====== DATASET
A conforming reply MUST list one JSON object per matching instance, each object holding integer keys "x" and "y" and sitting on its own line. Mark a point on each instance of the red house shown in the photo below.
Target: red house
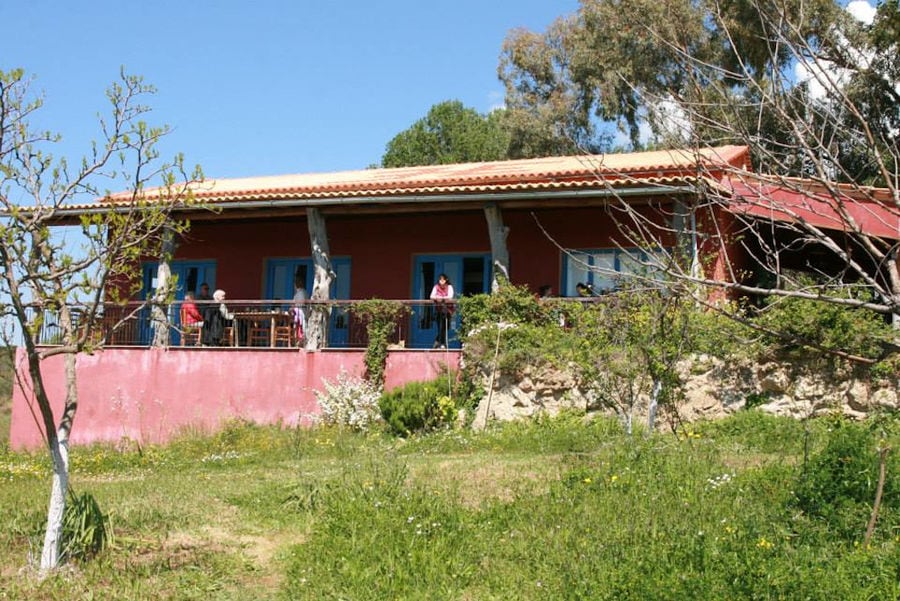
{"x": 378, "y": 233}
============
====== DATASET
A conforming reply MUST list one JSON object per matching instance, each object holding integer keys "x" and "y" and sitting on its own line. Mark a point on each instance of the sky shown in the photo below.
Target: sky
============
TASK STATEMENT = Locate each line above that contains the word "object", treating uppercase and lowercase as different, and copy those lines in full.

WORKED SOLUTION =
A conforming reply MUST list one JSON object per matching instance, each object holding integer keys "x" and "y" and sitting on its own line. Mark a point on each instance of the red house shown in the photo below.
A conforming reply MUST list one JSON object per matching instance, each object holding integer keys "x" and "y" and sitting on its own line. Mark a point on each instance of the sky shown in the photo below.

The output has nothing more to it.